### What the task requires
Print the stretch of the entries below that opens with the line containing "find wooden beam" and closes with the line containing "[217,101,232,108]", including both end lines and leaving every line unchanged.

[Detection examples]
========================================================================

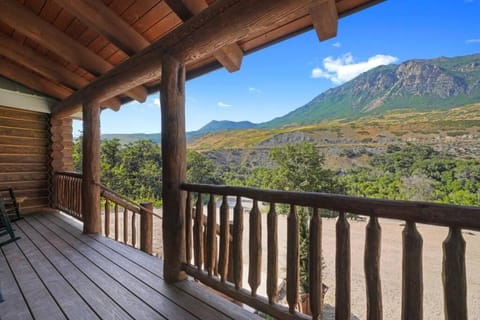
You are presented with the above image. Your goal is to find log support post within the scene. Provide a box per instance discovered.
[160,55,186,283]
[140,202,153,254]
[82,102,102,233]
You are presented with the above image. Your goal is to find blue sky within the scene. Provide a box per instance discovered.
[74,0,480,135]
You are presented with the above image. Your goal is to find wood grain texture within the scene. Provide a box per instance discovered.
[185,192,193,263]
[193,193,204,269]
[205,194,217,276]
[267,203,278,304]
[402,221,423,320]
[308,208,323,320]
[218,196,230,282]
[82,103,102,233]
[232,196,243,290]
[182,184,480,230]
[442,228,468,320]
[287,205,300,313]
[335,212,351,320]
[160,56,187,282]
[248,200,262,296]
[364,217,383,320]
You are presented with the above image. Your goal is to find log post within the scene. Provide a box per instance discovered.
[82,102,102,233]
[160,55,186,283]
[140,202,153,254]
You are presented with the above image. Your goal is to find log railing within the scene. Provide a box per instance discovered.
[53,172,161,254]
[181,184,480,319]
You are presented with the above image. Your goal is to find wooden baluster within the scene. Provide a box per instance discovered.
[132,211,137,247]
[193,193,203,270]
[205,194,217,277]
[267,202,278,304]
[105,199,110,237]
[233,196,243,290]
[114,203,119,241]
[287,205,300,313]
[308,208,323,320]
[123,208,128,244]
[335,212,351,320]
[402,221,423,320]
[185,192,193,263]
[140,202,153,254]
[248,200,262,296]
[218,195,230,282]
[364,217,382,320]
[442,227,468,320]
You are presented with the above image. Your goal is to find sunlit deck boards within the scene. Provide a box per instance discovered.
[0,214,255,320]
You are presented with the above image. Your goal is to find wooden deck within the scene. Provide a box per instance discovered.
[0,213,257,320]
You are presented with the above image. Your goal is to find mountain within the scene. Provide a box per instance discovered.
[187,120,258,139]
[260,54,480,128]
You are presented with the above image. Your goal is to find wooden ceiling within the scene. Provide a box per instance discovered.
[0,0,379,115]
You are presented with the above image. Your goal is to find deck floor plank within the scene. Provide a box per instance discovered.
[41,215,234,320]
[0,250,33,320]
[0,212,260,320]
[2,232,66,319]
[16,221,132,320]
[22,217,167,319]
[12,229,98,320]
[32,217,198,319]
[48,210,261,320]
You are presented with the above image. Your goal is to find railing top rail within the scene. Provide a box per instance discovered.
[181,183,480,230]
[54,171,83,179]
[55,171,162,219]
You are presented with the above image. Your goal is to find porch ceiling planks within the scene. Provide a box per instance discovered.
[0,213,258,320]
[0,0,381,115]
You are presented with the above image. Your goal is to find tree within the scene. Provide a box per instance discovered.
[261,142,344,293]
[187,150,222,184]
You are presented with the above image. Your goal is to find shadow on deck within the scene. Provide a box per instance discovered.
[0,213,256,320]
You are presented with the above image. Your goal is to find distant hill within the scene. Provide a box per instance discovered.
[187,120,258,139]
[260,54,480,128]
[102,120,258,144]
[102,133,162,144]
[102,54,480,143]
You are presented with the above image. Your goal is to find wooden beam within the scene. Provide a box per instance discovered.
[0,57,72,100]
[164,0,193,21]
[0,33,121,110]
[56,0,150,55]
[160,56,187,282]
[0,0,148,102]
[309,0,338,41]
[82,103,102,233]
[183,0,243,72]
[54,0,310,116]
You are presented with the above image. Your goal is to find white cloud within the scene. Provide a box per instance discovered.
[311,53,398,84]
[465,38,480,44]
[248,87,262,94]
[217,101,232,108]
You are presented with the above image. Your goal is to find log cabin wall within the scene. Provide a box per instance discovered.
[0,105,72,213]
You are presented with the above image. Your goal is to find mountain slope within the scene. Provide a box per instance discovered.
[260,54,480,128]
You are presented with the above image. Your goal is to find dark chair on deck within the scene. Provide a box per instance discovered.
[0,200,20,247]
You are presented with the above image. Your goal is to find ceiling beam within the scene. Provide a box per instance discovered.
[0,33,121,109]
[309,0,338,41]
[177,0,243,72]
[0,57,72,100]
[53,0,379,117]
[55,0,150,55]
[0,0,147,102]
[54,0,310,116]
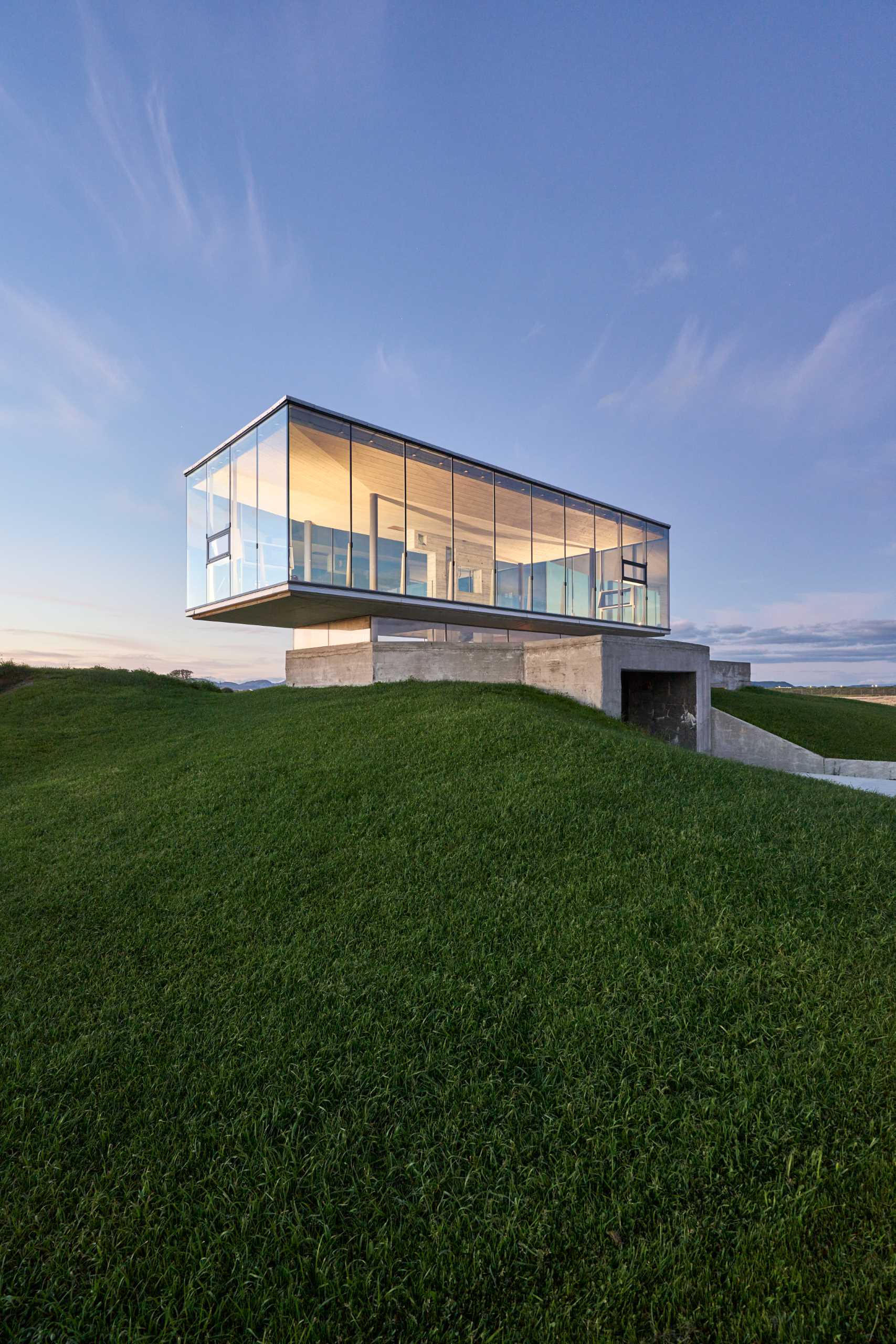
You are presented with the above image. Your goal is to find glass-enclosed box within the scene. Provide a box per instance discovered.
[185,398,669,633]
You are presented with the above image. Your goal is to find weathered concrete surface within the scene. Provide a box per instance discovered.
[622,670,697,751]
[825,757,896,780]
[373,640,526,682]
[286,644,375,687]
[712,710,896,780]
[600,636,712,753]
[803,761,896,799]
[521,634,607,719]
[712,710,825,774]
[286,631,711,751]
[709,658,751,691]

========================================================================

### Output for this exercise
You are presented with the above image. Your goal is to find wooden beam within the scene. Provide a box per instance discovered.
[0,57,72,100]
[164,0,193,21]
[0,33,121,110]
[56,0,150,55]
[160,56,187,282]
[0,0,148,102]
[309,0,338,41]
[82,103,102,233]
[183,0,243,72]
[54,0,310,116]
You are presented with the above image. Your goal is to find white cloud within the scene. Provide a box per instance discovered.
[311,53,398,84]
[465,38,480,44]
[248,87,262,94]
[217,101,232,108]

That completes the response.